# [Instructions to follow]
Report each line of the listing below that contains the string "stem", copying every matching line in full. Matching is case-sensitive.

# [Provided data]
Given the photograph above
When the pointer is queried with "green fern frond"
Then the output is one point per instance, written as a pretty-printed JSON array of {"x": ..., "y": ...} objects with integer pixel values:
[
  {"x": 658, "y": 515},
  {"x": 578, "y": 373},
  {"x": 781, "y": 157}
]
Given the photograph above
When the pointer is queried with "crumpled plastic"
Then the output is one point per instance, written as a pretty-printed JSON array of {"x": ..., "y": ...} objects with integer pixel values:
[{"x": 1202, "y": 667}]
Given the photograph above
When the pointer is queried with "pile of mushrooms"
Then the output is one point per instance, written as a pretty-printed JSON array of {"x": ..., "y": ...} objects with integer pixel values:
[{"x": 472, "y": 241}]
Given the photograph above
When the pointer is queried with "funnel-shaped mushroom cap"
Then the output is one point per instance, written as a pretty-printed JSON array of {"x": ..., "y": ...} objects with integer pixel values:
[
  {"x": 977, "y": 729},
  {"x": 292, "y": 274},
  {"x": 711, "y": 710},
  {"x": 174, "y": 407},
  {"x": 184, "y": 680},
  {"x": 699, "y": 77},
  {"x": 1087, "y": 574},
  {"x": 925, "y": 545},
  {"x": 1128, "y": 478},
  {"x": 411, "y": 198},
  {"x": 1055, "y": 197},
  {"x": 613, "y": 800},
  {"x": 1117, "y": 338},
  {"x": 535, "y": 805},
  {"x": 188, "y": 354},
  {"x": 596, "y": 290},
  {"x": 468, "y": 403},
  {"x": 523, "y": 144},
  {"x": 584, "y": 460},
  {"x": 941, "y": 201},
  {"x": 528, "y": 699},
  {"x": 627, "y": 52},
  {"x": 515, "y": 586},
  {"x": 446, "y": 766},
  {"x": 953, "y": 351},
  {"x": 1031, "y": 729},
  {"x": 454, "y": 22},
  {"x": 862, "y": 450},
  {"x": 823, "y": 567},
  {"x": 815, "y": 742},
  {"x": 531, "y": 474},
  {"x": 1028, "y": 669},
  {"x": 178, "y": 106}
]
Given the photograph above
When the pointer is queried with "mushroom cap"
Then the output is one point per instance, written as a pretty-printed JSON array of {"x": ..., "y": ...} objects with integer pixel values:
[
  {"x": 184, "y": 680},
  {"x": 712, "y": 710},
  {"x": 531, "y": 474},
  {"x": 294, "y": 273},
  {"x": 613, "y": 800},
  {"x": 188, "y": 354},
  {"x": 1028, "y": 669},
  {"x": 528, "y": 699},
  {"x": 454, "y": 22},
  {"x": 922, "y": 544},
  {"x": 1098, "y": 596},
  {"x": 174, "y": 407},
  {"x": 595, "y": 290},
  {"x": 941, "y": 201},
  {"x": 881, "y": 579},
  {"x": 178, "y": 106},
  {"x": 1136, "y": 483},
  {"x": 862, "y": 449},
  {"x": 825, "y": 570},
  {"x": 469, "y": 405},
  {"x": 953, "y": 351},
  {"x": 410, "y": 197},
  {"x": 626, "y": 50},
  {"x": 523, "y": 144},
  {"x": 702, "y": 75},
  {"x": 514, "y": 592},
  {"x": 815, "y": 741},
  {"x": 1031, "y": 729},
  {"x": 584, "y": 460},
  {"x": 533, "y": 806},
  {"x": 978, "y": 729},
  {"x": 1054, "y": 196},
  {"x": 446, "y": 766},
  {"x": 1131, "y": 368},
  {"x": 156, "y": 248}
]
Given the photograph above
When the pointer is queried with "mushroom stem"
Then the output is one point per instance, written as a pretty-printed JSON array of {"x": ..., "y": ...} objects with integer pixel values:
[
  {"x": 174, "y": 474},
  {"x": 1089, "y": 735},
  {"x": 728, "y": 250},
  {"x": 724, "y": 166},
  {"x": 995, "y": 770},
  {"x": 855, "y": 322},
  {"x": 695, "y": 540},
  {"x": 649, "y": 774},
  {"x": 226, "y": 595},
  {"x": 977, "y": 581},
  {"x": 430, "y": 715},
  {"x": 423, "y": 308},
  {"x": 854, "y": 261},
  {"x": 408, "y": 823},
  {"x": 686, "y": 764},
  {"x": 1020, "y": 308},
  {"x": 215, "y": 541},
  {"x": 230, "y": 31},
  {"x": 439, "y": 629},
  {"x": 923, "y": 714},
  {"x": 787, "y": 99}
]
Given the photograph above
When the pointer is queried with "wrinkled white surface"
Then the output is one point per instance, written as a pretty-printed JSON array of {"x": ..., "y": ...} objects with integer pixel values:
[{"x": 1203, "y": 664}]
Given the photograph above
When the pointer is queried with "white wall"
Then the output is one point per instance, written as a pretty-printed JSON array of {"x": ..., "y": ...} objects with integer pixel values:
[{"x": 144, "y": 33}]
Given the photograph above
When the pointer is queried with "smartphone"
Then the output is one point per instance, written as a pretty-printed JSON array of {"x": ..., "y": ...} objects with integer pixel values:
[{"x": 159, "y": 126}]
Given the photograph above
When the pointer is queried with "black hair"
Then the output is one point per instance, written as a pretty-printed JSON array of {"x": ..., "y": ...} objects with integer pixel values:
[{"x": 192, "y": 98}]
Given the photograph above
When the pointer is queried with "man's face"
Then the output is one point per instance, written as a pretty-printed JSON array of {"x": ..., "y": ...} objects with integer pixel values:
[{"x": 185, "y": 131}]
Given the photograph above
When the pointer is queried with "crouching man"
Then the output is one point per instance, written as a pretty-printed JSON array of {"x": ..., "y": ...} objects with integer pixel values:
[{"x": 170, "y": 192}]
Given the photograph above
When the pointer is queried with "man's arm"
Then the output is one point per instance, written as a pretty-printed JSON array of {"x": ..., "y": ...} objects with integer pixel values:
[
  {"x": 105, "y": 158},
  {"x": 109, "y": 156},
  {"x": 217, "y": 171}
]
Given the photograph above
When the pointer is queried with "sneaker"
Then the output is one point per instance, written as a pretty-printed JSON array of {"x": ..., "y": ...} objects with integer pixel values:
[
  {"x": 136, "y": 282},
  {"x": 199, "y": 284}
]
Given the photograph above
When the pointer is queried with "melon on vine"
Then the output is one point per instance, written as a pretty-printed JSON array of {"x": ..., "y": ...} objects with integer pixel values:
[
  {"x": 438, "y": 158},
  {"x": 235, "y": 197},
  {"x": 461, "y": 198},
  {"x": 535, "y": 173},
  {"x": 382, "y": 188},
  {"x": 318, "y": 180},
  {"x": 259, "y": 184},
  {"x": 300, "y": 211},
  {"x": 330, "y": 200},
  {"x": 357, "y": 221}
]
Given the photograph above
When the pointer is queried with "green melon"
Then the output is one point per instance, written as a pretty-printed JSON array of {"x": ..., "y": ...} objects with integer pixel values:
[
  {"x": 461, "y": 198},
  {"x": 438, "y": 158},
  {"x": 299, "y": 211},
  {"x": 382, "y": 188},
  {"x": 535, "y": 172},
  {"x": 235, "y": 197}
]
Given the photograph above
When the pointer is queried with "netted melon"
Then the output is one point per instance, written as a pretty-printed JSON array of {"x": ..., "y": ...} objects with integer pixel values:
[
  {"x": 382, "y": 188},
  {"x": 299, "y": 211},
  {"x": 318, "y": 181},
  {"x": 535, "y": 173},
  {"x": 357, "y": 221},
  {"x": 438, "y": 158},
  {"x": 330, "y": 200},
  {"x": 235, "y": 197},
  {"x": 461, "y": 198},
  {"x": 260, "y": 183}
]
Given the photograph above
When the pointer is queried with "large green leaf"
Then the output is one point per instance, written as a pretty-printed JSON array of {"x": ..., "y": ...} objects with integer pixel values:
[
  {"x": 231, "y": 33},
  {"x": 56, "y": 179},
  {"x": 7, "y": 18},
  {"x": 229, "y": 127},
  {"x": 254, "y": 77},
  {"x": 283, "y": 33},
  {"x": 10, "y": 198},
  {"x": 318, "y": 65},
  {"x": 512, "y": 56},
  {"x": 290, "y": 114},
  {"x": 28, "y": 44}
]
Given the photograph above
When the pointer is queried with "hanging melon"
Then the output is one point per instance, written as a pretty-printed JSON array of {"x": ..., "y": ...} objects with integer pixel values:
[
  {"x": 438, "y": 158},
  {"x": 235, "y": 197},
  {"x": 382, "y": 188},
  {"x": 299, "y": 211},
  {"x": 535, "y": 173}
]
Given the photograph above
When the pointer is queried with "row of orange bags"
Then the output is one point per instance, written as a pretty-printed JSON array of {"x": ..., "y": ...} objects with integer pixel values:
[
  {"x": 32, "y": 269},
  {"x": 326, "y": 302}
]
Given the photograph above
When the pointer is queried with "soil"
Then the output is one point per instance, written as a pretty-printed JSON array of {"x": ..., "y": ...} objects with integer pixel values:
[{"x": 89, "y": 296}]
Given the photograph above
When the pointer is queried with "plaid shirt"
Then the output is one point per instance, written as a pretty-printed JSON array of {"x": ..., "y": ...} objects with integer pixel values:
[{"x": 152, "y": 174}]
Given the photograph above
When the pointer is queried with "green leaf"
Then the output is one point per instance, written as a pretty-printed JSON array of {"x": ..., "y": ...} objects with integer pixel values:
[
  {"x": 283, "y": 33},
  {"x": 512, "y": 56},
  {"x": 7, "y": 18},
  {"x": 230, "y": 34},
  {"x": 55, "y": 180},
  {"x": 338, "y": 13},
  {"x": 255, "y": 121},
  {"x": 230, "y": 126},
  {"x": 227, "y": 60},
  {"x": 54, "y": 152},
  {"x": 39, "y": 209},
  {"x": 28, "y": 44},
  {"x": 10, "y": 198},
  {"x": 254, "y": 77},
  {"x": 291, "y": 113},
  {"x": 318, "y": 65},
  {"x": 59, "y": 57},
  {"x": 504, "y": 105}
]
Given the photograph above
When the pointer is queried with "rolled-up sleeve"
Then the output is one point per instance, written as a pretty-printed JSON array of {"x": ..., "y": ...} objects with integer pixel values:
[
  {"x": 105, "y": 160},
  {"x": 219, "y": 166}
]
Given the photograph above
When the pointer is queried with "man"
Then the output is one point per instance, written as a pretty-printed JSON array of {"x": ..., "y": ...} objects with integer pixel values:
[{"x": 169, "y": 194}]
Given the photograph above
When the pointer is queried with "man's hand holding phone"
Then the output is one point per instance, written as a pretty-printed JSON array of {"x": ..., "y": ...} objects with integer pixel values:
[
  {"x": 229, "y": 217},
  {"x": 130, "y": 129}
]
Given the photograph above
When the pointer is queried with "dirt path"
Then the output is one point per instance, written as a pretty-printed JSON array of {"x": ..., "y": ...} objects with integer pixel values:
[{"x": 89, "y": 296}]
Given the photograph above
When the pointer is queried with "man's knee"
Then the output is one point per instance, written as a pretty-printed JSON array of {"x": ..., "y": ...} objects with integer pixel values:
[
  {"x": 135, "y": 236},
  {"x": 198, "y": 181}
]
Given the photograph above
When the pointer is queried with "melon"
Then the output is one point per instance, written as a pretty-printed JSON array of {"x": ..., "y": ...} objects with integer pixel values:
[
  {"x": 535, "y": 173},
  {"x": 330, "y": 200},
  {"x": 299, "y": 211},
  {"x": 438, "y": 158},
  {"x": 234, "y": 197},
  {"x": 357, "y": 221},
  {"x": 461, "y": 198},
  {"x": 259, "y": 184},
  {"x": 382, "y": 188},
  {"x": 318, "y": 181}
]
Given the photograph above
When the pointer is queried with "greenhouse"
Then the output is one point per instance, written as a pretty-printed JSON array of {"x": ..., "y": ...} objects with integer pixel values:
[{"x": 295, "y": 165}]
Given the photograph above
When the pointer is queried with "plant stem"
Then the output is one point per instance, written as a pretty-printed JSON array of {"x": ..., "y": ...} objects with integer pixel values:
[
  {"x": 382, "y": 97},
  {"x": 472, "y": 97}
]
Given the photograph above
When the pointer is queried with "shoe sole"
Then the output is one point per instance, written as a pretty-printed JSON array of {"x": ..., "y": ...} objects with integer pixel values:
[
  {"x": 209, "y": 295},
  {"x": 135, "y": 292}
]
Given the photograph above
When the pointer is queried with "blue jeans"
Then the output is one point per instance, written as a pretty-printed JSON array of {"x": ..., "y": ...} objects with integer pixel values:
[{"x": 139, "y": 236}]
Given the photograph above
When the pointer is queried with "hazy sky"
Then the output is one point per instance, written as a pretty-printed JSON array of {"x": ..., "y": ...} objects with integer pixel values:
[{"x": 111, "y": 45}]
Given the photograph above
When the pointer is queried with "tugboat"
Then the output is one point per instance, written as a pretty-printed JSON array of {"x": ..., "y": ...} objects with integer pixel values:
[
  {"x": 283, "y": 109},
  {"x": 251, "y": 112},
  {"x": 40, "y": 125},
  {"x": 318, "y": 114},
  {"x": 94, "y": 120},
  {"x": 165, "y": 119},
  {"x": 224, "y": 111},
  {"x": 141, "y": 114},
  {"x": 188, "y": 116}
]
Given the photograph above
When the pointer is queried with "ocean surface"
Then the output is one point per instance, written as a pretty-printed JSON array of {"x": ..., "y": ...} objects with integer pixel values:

# [Result]
When the pointer is queried with "mushroom stem"
When the pointer is queried with "plant stem"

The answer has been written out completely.